Now for the solution. Well, I don’t have one, but here are my thoughts and what I have been doing. First and foremost, and this is for everyone, not just people dealing with mental illness. If someone matters to you, let them know. Tomorrow is not promised. If I die tomorrow I want to make sure that the people I love know it, and if someone I love dies, I want them to know I loved them. Over the past several years I have lost my mother, then her sister a year to-the-day later, then 2 years later, my grandmother. Last year, we weren’t close, but I lost my father too. Then a few weeks ago, we had a huge scare with my older brother, who we thought might have cancer. Thank God it wasn’t and he had something that resembles lung cancer but is totally treatable. So, if you love someone, reach out and let them know.
Second, we need to somehow remove the stigma associated with mental illness so people are not afraid to reach out when they are hurting. Imagine feeling that no one would care if you died or worrying that you will be thought of as weak if you admit to being clinically depressed. I don’t know how we go about doing this but my attitude has changed, and I try to make sure anyone who knows me realizes they will not be judged if they reach out to me for help.
Let people know you care and that you are there for them if they need you. One of the things I started doing after what happened with Jack Hatton was I first talked to my club at practice and make sure they all know that I care about them, not just as judo athletes or members of my club, but as people. I let them know that if at any time they feel overwhelmed and don’t know where to turn, they can turn to me. I did that in person but I also periodically post messages to our Facebook group page letting them know that I care and asking them to please reach out either to me or someone if they feel down. I still do it periodically especially since I read that depression and suicides skyrocketed with the COVID lockdowns over the past year. I don’t know if those messages are helping and hopefully no one in our group needs to see them, but I would rather post them and have no one need them than to have someone feel alone and that no one cares and not post something. I just want them to know that I do care, and I do love them, and when they aren’t in practice, I notice. I notice as a coach wondering why they are not in practice, but, especially these days, I notice as someone who truly cares for and is here for them.
If you are reading this and know someone who seems off or down, maybe it is just a bad day, but maybe not, reach out just so they know there is someone who cares. If you are reading this and you feel alone that that no one cares, first know that people care, I care, and second, please reach out to someone for help. I tell me students that they can always come to me but if they don’t feel comfortable coming to me, go to someone, anyone, and seek professional help. There is no shame in asking for help. We all need help from time to time.
If you are thinking of hurting yourself, please don’t. Please seek professional help. If you don’t know where to go you can call the national suicide prevention line at 800-273-8255 24 hours a day and you can remain anonymous. No matter how hard things get, the people in your life do care, please don’t suffer alone. Reach out and let someone help you!

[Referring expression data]
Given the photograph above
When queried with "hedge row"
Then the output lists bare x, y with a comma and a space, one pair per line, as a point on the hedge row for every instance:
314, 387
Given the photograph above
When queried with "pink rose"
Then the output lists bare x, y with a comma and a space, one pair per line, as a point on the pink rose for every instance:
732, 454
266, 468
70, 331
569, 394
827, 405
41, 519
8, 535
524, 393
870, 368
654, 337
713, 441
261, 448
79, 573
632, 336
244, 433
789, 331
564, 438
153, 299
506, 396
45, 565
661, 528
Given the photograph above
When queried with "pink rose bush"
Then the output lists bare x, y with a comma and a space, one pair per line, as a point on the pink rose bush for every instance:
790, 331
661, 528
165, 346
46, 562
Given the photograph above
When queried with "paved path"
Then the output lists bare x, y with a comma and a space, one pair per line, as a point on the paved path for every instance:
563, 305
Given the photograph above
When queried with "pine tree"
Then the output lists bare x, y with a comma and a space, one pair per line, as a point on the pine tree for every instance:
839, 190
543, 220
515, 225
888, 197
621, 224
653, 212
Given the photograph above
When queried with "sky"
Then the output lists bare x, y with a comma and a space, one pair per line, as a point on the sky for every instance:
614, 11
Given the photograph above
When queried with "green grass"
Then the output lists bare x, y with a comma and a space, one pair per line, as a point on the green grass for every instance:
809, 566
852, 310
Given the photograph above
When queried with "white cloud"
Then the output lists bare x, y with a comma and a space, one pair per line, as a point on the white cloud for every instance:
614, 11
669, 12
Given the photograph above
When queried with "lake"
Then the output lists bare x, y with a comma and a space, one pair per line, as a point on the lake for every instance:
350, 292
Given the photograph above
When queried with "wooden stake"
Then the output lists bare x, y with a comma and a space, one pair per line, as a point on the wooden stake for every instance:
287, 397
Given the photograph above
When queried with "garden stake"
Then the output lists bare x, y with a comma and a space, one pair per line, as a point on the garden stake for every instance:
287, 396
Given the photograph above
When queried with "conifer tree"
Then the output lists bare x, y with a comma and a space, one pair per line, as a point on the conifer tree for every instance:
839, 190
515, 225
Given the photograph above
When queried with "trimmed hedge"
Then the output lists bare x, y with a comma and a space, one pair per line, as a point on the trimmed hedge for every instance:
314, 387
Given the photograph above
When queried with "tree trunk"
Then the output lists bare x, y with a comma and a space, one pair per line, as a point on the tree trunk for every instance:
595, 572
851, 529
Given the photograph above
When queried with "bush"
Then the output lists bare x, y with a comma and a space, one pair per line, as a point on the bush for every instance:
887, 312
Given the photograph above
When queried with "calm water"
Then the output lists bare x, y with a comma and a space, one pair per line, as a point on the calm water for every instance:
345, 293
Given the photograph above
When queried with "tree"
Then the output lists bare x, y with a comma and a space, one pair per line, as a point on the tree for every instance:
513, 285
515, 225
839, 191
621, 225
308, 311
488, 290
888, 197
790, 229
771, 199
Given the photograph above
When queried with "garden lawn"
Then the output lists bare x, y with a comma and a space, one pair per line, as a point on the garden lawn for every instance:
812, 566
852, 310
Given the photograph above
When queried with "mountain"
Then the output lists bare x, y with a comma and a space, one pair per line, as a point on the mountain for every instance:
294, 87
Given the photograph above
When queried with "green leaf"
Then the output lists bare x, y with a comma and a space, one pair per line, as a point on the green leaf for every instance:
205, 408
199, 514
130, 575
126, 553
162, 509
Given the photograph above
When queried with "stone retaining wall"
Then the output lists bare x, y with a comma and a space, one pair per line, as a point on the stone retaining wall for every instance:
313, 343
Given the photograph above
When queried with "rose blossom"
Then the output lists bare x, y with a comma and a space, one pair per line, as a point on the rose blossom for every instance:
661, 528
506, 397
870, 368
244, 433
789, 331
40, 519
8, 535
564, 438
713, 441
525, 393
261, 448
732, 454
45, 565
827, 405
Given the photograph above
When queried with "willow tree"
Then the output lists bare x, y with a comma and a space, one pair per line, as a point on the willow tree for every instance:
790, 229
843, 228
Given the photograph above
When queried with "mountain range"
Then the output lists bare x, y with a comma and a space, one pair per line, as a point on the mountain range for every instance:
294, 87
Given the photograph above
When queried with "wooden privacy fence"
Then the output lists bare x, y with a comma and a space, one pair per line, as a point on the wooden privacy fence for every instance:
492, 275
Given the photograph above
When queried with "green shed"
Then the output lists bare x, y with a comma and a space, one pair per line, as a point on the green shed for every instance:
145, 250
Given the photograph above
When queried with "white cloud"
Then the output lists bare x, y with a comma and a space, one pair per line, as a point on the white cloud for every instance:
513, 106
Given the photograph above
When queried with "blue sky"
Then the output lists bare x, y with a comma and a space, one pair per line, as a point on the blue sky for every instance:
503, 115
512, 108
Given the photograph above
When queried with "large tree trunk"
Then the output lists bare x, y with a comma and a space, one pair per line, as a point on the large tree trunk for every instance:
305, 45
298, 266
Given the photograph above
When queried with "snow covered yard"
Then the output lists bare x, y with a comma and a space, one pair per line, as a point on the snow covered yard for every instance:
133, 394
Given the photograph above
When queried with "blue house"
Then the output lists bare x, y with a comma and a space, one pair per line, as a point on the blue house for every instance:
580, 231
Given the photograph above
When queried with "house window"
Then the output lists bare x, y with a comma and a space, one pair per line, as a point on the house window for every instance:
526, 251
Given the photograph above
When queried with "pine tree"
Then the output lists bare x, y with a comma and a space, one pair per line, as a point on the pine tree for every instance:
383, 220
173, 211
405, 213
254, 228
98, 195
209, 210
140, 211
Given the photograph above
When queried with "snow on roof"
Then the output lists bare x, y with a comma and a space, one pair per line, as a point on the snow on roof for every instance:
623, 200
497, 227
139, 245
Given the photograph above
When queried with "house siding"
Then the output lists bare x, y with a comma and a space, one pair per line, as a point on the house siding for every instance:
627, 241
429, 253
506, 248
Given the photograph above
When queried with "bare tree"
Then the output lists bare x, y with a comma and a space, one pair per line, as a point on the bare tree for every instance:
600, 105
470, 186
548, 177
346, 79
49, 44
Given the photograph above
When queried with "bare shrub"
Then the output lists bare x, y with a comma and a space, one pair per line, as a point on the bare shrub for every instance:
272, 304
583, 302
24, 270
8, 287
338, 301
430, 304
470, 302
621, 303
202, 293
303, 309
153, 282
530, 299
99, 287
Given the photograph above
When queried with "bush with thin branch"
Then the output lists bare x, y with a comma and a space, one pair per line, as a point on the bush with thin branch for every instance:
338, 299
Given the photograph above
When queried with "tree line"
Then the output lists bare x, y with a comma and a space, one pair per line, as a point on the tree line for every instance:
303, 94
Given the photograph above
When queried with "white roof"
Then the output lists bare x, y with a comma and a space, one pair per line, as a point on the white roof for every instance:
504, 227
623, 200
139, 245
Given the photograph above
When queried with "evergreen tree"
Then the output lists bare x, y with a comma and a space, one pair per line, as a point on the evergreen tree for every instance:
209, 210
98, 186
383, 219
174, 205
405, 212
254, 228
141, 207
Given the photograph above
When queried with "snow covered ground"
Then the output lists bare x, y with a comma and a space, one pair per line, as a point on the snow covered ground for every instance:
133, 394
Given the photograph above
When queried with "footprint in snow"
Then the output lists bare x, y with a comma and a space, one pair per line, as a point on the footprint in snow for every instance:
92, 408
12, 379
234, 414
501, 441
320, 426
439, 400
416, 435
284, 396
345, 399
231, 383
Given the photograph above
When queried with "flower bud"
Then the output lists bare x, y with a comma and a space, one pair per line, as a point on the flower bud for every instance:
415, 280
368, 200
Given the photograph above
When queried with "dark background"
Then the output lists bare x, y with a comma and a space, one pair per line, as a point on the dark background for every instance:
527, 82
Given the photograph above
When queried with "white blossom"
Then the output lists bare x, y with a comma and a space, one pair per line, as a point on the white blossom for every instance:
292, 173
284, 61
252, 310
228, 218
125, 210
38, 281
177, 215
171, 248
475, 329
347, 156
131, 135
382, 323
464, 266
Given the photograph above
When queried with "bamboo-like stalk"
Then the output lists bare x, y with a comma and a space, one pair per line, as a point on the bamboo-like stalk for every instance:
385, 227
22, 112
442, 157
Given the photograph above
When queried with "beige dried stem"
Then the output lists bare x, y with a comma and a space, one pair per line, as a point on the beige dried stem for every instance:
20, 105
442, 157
* * *
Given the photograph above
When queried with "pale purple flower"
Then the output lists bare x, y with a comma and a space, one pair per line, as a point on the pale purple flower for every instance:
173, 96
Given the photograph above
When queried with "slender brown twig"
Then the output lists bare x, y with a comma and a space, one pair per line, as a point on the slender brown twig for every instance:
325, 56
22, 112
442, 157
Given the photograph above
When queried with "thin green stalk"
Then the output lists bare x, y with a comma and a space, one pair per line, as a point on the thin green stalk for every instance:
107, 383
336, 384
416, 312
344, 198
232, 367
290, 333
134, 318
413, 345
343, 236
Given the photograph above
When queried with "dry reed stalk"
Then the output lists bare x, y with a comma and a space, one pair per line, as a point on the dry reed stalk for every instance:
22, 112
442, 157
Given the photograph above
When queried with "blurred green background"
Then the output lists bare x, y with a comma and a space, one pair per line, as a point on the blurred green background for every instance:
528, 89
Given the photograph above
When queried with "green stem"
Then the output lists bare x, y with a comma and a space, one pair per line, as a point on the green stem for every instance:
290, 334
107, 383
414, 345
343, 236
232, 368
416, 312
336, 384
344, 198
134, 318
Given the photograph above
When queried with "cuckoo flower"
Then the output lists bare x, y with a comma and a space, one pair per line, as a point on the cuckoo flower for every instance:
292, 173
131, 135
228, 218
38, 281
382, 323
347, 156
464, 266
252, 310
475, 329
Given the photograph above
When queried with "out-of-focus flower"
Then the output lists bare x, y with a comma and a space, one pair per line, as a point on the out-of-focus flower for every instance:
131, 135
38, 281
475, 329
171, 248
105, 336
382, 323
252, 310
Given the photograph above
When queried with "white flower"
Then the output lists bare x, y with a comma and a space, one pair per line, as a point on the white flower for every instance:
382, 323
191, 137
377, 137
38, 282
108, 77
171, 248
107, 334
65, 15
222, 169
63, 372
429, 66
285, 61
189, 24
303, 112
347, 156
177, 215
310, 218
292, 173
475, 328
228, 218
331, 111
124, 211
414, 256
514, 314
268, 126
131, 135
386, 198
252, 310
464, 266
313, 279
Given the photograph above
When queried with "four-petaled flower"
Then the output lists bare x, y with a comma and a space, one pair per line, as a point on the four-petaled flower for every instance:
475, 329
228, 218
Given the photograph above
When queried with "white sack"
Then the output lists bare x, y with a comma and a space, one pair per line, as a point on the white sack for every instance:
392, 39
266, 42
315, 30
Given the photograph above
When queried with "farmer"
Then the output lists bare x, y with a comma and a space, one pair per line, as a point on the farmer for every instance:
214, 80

* What to work on *
In the essay on mental illness and reaching out, where does the writer periodically post messages telling club members that the writer cares about them?

* Expected output *
On the club's Facebook group page.